Dataset rows showing where objects appear
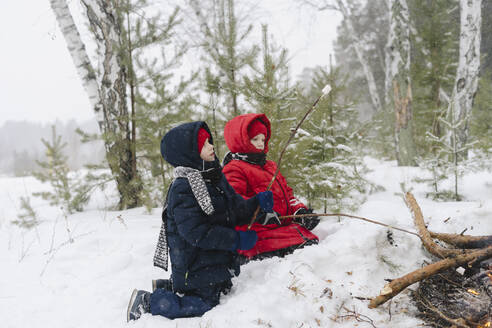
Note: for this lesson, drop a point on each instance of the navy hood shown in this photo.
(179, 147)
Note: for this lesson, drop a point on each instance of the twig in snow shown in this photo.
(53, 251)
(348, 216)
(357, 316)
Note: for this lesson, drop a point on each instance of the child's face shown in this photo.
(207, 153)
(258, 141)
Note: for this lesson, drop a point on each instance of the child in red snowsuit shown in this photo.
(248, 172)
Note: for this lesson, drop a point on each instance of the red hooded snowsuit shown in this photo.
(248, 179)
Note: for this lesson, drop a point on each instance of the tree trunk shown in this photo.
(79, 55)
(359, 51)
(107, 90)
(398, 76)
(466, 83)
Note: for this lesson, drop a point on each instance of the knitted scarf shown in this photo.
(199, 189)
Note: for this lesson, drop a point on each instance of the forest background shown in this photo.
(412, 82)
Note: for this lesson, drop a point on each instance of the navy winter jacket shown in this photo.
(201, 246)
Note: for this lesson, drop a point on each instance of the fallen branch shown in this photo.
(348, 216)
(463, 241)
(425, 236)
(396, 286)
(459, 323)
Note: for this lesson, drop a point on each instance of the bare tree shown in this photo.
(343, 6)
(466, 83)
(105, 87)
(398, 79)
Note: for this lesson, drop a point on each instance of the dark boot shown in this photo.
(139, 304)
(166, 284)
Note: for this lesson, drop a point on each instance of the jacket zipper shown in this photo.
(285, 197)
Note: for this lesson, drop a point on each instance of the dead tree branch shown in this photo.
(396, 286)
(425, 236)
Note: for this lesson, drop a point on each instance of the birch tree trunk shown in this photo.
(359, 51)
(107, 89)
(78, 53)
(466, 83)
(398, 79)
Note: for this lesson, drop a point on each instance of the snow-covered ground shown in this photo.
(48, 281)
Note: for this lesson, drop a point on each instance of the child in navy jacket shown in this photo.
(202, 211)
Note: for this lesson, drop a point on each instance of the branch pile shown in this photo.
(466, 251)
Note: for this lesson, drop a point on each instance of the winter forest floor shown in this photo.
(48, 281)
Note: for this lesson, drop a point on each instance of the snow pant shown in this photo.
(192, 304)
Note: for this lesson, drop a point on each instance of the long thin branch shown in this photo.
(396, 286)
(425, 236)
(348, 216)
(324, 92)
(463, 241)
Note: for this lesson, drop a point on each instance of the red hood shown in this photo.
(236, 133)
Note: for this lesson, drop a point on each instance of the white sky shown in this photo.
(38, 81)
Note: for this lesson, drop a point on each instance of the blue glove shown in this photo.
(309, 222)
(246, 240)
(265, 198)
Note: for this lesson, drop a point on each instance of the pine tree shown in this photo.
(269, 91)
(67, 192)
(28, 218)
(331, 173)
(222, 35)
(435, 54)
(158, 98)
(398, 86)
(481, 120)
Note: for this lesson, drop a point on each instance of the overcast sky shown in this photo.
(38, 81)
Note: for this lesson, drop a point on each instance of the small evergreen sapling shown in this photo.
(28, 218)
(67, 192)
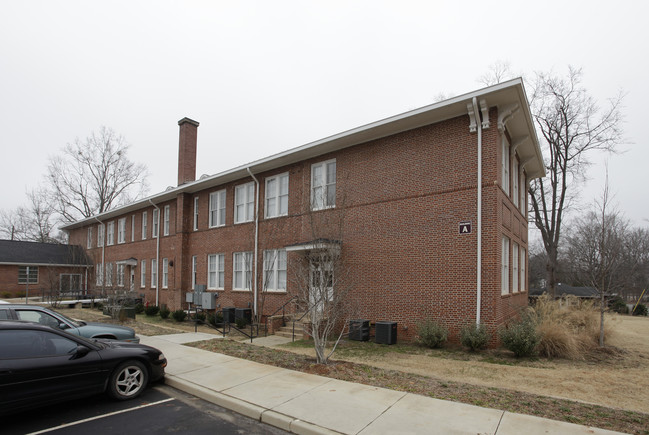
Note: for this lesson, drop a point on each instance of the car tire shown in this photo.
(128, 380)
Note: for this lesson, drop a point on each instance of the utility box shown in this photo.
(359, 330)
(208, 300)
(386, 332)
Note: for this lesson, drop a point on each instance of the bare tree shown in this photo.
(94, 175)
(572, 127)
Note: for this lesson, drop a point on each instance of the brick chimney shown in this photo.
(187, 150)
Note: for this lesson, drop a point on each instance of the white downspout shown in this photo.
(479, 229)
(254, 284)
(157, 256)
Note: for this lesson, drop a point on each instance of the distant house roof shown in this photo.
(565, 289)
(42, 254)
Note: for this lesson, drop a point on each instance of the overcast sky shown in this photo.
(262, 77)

• Task details: Quote every row above word for word, leaving out the pictures.

• Answer for this exercise:
Note: for this lesson, drop a point on each instance of the navy hood shown in this photo.
(179, 147)
Note: for this lesson, drop a point on each instance of the twig in snow shown in this photo.
(53, 251)
(348, 216)
(357, 316)
Note: for this lesson, drop a point on each instance of the child's face shown in this photo.
(207, 153)
(258, 141)
Note: for this lesson, drop a point on each instance of the child in red snowsuit shown in this photo.
(248, 172)
Note: for this lesson, drop a point on each instance of the red hooded snowsuit shown in this photo.
(248, 179)
Note: for this lesson, drop a point on each instance of the tree trunk shown in this photo.
(79, 55)
(359, 51)
(107, 90)
(398, 76)
(466, 83)
Note: for this lesson, drop a point on each instance of the knitted scarf shown in this photo.
(199, 189)
Note: for this lesson, drop a point on each instance of the forest background shown in this photo.
(412, 82)
Note: for this lesson, drop a point on each instance of the navy winter jacket shown in this photo.
(201, 246)
Note: for this lesson, drop a point on each instance of the fallen branch shown in this photo.
(348, 216)
(463, 241)
(425, 236)
(396, 286)
(459, 323)
Note: for this lesson, drop a point on each instance of the bare tree shown in this photo.
(343, 6)
(466, 83)
(105, 87)
(398, 79)
Note: for this lesson, drop a point on each instance of the dark boot shown in this photo.
(139, 304)
(166, 284)
Note: for this lesson, drop a point on each instance of the jacket zipper shown in this photo.
(285, 197)
Note: for this lesson, drop a point on each instance of the dead tree branch shown in this photo.
(396, 286)
(425, 236)
Note: for this lesson, drop a point on each instance of the birch tree trunk shown in this photo.
(359, 51)
(107, 89)
(78, 53)
(466, 83)
(398, 79)
Note: for this lesson, drop a point on each instance of the snow-covered ground shown in this photo.
(48, 281)
Note: for this lesson, drop a point on each instance of the child in navy jacket shown in this photo.
(202, 211)
Note: for this lesson, drop a point on each instance of the branch pile shown in this photo.
(466, 251)
Note: for this lesson, drop a point on each instance of the winter forest floor shown in this photo.
(48, 281)
Note: for this lesson, drop a point on each instance of the snow pant shown in this photo.
(192, 304)
Note: for this lesson, drop a point on each instance of the long thin branch shown in this photo.
(396, 286)
(425, 236)
(348, 216)
(324, 92)
(463, 241)
Note: for this lesson, drop a point on each instance of the red hood shown in this photo.
(236, 133)
Note: for this lesson, drop a point on each instance of the white sky shown in this photo.
(38, 81)
Note: for this lesson, drop a point on each instance of the blue glove shown in this photo.
(309, 222)
(246, 240)
(265, 198)
Note: for this lesson, drop a point on each instance of the pine tree shown in this photo.
(269, 91)
(67, 192)
(28, 218)
(331, 173)
(222, 35)
(435, 54)
(158, 98)
(398, 86)
(481, 120)
Note: for this lesson, drop a point on each instance of the overcast sky shown in this photo.
(38, 81)
Note: for this lesson, drop a point on each instance of the small evergreen sapling shown in this photo.
(28, 218)
(67, 192)
Note: for this lesson, drop a point on each instance of the car tire shown in this photo.
(128, 380)
Note: for this lesson, drop a point on each instance of the utility box shown in this photo.
(359, 330)
(208, 300)
(386, 332)
Note: for this lesson, drop a point on each instance of the bare tree shown in this photo.
(94, 175)
(572, 127)
Note: for this lesson, drop a point on each instance of the brick chimney shown in this photo.
(187, 150)
Note: for this lesson, drop a point on each instance of the white downspout shown in this photo.
(479, 229)
(254, 284)
(157, 256)
Note: for this lesson, drop a point on each instance of the distant house roof shown in this photo.
(565, 289)
(42, 254)
Note: for this lesson, drop a point on each instance of the overcast sky shown in this photo.
(262, 77)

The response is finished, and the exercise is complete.